**Passage**.
Geomicrobiology refers to the activities of microorganisms (usually bacteria) that live beneath the surface of the Earth. The field of study is also referred to as bio-geochemistry and subsurface microbiology. Habitats of the organisms include the ocean and deep within the rock that makes up Earth's crust. The study of the identities and activities of such organisms is important from a basic science standpoint and for commercial reasons.
Microorganisms are a vital part of the cycling of carbon, nitrogen, and sulfur between the surface of Earth and the surrounding atmosphere. These cycles in turn support the diversity of life that exists on the planet. As well, microorganisms break down other compounds that are present in water, soil, and the bedrock.
Many of the bacteria involved in geomicrobiological activities live in environments that are extremely harsh to other life forms. For example, bacteria such as Thermus aquaticus thrives in boiling hot springs, where the temperature approaches the boiling point of water. Such bacteria have been dubbed "extremophiles" because of their extraordinary resilience and adaptation to environmental pressures of temperature, pressure, acidity, salt concentration, or radiation. Other extremophiles live deep in the ocean under enormous atmospheric pressure. The bacteria that live around hot vents at the ocean floor, for example, use the minerals expelled by the vent in a way that supports the development of all the other life that can exist in the vicinity of the vent. Another type of bacteria lives within rock located miles under the surface of the Earth. Indeed, bacteria have been recovered from almost two miles beneath the Earth's surface, an environment that is hostile to all other forms of life. It is presumed that the ancestors of these bacteria entered the rock through nearby oil deposits or by percolating into the rock through microscopic cracks.

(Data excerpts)

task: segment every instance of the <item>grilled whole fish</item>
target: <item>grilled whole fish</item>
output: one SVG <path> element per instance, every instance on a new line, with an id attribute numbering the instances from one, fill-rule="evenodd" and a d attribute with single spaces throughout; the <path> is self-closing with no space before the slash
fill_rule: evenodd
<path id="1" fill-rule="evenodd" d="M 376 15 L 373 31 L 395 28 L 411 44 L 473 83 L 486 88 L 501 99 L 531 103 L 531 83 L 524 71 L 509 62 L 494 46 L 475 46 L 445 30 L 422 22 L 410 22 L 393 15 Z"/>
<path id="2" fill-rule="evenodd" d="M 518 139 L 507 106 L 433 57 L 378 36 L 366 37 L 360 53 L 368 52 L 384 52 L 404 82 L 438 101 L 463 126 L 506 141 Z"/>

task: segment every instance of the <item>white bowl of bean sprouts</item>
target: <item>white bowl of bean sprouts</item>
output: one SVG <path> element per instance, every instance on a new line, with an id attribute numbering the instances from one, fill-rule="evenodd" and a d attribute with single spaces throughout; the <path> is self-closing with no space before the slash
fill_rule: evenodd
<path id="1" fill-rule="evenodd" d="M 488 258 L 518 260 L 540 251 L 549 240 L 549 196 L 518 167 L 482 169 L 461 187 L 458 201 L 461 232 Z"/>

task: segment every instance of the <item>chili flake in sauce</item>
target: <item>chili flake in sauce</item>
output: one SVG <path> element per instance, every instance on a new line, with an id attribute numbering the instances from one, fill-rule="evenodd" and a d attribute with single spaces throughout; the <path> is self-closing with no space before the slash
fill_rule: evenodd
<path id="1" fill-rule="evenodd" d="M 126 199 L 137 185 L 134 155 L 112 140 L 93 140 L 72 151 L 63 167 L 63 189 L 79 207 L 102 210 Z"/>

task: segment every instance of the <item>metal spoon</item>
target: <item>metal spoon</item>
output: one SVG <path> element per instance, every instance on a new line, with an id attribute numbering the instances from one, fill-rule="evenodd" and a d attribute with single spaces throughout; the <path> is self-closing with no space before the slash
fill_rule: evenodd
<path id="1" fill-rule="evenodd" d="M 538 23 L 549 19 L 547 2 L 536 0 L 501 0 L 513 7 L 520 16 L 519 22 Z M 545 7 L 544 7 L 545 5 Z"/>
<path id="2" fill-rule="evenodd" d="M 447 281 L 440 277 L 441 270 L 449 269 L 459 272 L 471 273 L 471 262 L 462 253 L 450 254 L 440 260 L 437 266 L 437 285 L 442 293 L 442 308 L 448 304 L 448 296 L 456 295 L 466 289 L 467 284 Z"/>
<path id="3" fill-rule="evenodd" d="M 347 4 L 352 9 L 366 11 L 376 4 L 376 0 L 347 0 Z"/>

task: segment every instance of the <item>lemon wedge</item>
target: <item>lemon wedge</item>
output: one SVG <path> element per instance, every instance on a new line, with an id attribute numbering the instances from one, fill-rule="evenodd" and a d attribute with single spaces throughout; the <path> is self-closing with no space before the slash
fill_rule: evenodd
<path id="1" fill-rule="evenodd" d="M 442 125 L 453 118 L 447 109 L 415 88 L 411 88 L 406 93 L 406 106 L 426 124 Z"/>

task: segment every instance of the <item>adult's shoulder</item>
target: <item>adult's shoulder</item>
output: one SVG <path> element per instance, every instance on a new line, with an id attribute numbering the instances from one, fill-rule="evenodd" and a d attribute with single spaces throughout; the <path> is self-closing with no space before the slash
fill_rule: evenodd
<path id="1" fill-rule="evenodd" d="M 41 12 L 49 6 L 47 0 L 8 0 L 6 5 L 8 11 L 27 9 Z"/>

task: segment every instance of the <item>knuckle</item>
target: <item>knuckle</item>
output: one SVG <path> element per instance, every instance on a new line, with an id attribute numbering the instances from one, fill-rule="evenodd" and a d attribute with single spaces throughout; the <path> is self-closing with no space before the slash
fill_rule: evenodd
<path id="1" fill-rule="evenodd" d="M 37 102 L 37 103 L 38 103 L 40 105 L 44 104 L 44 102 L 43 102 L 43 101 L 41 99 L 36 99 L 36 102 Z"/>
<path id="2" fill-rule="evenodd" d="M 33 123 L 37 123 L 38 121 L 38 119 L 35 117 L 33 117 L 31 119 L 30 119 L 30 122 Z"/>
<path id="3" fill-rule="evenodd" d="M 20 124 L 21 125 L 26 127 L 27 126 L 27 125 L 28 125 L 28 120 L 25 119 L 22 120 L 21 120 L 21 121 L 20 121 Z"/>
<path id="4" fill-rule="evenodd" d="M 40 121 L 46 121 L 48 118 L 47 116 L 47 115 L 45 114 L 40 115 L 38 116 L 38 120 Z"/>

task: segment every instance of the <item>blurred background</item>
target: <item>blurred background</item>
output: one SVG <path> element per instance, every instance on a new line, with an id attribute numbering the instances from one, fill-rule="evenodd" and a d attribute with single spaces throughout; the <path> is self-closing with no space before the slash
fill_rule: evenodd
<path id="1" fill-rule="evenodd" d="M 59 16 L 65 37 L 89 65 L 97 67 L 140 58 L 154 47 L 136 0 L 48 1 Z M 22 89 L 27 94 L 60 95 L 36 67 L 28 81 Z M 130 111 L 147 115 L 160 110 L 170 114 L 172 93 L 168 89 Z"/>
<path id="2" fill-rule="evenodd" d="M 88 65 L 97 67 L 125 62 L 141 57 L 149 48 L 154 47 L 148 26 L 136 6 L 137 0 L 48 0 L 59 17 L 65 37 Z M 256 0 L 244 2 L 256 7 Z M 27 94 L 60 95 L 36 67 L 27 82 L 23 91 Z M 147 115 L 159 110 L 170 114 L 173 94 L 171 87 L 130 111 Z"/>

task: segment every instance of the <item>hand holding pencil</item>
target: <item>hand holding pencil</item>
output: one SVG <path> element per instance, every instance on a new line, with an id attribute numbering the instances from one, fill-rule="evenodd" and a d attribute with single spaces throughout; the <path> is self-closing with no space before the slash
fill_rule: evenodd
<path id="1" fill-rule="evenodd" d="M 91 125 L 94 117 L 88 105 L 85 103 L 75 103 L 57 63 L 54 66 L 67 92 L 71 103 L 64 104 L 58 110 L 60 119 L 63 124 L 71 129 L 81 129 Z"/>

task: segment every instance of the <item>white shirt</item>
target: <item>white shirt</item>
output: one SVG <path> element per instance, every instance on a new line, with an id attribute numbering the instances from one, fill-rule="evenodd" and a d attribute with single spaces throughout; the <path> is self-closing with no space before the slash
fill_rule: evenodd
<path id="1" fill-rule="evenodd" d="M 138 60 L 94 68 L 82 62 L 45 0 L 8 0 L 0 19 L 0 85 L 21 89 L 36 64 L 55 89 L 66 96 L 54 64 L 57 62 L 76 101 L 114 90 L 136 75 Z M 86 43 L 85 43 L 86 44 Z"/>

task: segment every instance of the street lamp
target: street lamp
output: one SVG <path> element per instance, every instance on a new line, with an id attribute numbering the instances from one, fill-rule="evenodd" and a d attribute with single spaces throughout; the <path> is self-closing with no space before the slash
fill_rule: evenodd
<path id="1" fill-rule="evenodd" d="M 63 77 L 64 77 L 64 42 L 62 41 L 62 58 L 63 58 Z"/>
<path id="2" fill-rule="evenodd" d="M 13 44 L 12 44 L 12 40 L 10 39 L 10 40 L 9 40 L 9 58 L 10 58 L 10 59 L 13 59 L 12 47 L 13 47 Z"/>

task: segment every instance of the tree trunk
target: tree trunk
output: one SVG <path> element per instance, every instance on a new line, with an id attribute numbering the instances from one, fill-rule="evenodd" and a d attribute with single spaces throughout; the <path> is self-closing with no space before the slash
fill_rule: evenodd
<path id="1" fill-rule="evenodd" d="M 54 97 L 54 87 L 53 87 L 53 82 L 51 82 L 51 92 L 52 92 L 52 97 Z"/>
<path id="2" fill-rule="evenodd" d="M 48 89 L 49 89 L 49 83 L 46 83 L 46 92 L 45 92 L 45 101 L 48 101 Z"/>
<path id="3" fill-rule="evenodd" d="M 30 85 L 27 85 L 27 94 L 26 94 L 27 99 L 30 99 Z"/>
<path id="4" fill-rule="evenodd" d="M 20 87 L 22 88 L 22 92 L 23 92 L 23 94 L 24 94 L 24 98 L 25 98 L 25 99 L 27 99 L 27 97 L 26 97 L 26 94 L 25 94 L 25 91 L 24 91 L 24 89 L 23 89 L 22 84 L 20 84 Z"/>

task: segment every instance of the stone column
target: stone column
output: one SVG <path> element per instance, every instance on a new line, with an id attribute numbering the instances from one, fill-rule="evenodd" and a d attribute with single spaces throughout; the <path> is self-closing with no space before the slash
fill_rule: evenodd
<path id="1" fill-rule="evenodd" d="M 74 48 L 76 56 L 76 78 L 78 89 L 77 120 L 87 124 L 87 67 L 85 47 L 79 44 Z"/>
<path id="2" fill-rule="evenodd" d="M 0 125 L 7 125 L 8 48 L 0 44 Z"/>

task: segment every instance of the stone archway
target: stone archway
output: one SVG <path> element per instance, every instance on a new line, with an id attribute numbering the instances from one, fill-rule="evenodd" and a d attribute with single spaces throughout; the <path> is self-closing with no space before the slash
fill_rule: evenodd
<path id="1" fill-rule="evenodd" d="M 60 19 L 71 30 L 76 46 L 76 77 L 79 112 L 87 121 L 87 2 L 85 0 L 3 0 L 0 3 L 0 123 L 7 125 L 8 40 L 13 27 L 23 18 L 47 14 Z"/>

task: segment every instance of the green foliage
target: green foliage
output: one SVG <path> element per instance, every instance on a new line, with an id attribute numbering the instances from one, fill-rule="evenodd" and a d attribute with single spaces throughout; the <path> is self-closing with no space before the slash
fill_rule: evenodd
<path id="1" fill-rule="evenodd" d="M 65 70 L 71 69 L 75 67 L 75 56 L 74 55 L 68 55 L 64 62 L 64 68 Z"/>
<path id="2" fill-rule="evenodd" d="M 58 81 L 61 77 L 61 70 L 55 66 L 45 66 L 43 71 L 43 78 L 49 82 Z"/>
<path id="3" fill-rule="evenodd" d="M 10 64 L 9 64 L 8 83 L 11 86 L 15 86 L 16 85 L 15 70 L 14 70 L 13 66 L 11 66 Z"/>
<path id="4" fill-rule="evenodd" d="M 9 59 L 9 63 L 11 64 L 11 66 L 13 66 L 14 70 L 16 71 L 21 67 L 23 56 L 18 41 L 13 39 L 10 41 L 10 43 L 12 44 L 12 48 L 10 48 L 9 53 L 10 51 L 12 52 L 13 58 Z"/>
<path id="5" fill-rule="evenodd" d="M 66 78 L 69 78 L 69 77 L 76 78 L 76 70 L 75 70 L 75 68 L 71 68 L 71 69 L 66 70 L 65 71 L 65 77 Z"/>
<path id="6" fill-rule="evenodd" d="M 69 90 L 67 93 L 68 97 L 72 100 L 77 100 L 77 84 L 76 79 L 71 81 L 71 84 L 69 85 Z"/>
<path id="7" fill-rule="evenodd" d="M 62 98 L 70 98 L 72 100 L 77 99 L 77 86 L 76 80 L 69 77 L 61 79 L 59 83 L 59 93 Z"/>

**Problem statement**. Write out the entire geomicrobiology text word for word.

**Response to this task**.
Geomicrobiology refers to the activities of microorganisms (usually bacteria) that live beneath the surface of the Earth. The field of study is also referred to as bio-geochemistry and subsurface microbiology. Habitats of the organisms include the ocean and deep within the rock that makes up Earth's crust. The study of the identities and activities of such organisms is important from a basic science standpoint and for commercial reasons.
Microorganisms are a vital part of the cycling of carbon, nitrogen, and sulfur between the surface of Earth and the surrounding atmosphere. These cycles in turn support the diversity of life that exists on the planet. As well, microorganisms break down other compounds that are present in water, soil, and the bedrock.
Many of the bacteria involved in geomicrobiological activities live in environments that are extremely harsh to other life forms. For example, bacteria such as Thermus aquaticus thrives in boiling hot springs, where the temperature approaches the boiling point of water. Such bacteria have been dubbed "extremophiles" because of their extraordinary resilience and adaptation to environmental pressures of temperature, pressure, acidity, salt concentration, or radiation. Other extremophiles live deep in the ocean under enormous atmospheric pressure. The bacteria that live around hot vents at the ocean floor, for example, use the minerals expelled by the vent in a way that supports the development of all the other life that can exist in the vicinity of the vent. Another type of bacteria lives within rock located miles under the surface of the Earth. Indeed, bacteria have been recovered from almost two miles beneath the Earth's surface, an environment that is hostile to all other forms of life. It is presumed that the ancestors of these bacteria entered the rock through nearby oil deposits or by percolating into the rock through microscopic cracks.